═════ Material

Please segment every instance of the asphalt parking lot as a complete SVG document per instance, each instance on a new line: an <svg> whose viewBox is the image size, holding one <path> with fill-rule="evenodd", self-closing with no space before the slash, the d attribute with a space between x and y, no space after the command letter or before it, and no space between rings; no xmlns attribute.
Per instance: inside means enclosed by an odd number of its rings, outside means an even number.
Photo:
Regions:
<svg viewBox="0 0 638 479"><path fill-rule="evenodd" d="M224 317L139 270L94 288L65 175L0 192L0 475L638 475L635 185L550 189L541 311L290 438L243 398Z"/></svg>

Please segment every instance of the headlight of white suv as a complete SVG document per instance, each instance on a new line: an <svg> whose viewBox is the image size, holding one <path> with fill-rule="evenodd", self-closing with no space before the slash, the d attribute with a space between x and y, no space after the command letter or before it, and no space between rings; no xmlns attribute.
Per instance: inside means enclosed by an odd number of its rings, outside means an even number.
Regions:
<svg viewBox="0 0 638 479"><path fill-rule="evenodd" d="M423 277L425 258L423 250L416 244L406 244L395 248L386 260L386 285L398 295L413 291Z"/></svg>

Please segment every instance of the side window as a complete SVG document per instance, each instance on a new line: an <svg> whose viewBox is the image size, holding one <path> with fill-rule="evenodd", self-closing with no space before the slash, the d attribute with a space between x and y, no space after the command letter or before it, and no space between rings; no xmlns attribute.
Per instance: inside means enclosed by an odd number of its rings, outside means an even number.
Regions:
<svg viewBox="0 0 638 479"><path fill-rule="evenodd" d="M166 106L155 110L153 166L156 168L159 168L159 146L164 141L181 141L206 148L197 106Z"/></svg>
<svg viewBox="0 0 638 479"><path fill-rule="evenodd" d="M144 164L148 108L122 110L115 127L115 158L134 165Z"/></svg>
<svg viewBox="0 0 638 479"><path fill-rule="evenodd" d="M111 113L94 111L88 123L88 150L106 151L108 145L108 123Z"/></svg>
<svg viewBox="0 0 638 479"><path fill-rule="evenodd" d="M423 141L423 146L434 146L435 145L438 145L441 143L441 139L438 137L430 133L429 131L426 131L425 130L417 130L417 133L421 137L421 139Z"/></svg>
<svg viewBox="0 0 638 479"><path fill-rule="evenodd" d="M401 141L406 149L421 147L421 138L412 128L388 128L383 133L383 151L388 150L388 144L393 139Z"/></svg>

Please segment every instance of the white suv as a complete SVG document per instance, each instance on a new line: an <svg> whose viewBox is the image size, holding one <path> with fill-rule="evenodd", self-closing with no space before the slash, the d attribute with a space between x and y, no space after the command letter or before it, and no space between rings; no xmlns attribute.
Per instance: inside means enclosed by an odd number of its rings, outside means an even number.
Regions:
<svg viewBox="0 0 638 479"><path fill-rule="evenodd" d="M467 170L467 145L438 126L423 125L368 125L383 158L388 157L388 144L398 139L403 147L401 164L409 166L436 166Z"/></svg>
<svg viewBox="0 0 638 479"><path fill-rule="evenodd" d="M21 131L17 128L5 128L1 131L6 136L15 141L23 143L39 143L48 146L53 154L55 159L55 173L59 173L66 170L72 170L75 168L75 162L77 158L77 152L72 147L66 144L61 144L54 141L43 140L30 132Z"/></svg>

══════════

• [Goal] Please return every line of the material above, copied without a single change.

• [Worked answer]
Please segment every instance of the asphalt parking lot as a complete SVG document per instance, each instance on a new line: an <svg> whose viewBox is the image size, holding one <path> with fill-rule="evenodd", self-closing with no space before the slash, the d attribute with a space between x and y, no space after the command letter or before it, and no space between rings; no xmlns attribute.
Per instance: inside means enclosed by an odd number of its rings, outside means an even number.
Photo:
Regions:
<svg viewBox="0 0 638 479"><path fill-rule="evenodd" d="M224 317L139 270L94 288L65 175L0 192L0 475L638 475L635 185L550 189L541 311L290 438L243 398Z"/></svg>

Please segment every instance of the headlight of white suv as a complete SVG document per instance, each instance on a new line: an <svg> whose viewBox is the image size, holding one <path> with fill-rule="evenodd", self-closing with no space before the slash, the d attribute with a space between x and y, no space after the command letter or before it, and no space between rings; no xmlns attribute.
Per instance: inside means enclosed by an odd number of its rings, outside means an even number.
Regions:
<svg viewBox="0 0 638 479"><path fill-rule="evenodd" d="M423 277L425 258L423 250L416 244L406 244L395 248L386 260L386 285L398 295L413 291Z"/></svg>

Please segment every instance of the side window as a complete SVG document per instance, each instance on a new line: an <svg> whose viewBox is the image size, holding one <path> with fill-rule="evenodd", self-closing with no space before the slash, the d attribute with a space between x and y, no space after the command letter or before it, and no space between rings; no xmlns attribute.
Per instance: inside means enclosed by an odd number of its rings, outside means an even number.
Regions:
<svg viewBox="0 0 638 479"><path fill-rule="evenodd" d="M166 106L155 110L153 166L156 168L159 168L159 146L164 141L181 141L206 148L197 106Z"/></svg>
<svg viewBox="0 0 638 479"><path fill-rule="evenodd" d="M144 164L148 108L122 110L115 127L115 158L134 165Z"/></svg>
<svg viewBox="0 0 638 479"><path fill-rule="evenodd" d="M111 113L94 111L88 123L88 150L106 151L108 145L108 123Z"/></svg>
<svg viewBox="0 0 638 479"><path fill-rule="evenodd" d="M423 141L423 146L434 146L435 145L438 145L441 143L441 139L438 137L430 133L429 131L426 131L425 130L417 130L417 133L421 137L421 139Z"/></svg>
<svg viewBox="0 0 638 479"><path fill-rule="evenodd" d="M401 141L406 149L421 147L421 138L412 128L388 128L383 133L383 151L388 150L388 144L393 139Z"/></svg>

Please segment every instance of the white suv as a complete SVG document per instance, each instance on a new line: an <svg> whose viewBox is the image size, holding one <path> with fill-rule="evenodd", self-closing with no space before the slash, the d attribute with a space between x and y, no space after the command letter or before it, and no space between rings; no xmlns attribute.
Per instance: inside means enclosed by an odd number of its rings, outside means an even number.
Regions:
<svg viewBox="0 0 638 479"><path fill-rule="evenodd" d="M467 170L467 145L438 126L423 125L368 125L383 158L388 157L388 144L398 139L403 147L401 164L409 166L436 166Z"/></svg>
<svg viewBox="0 0 638 479"><path fill-rule="evenodd" d="M21 131L17 128L5 128L1 131L6 136L15 141L23 143L39 143L48 146L53 154L55 159L55 173L59 173L66 170L72 170L75 168L75 162L77 158L77 152L72 147L66 144L61 144L54 141L43 140L30 132Z"/></svg>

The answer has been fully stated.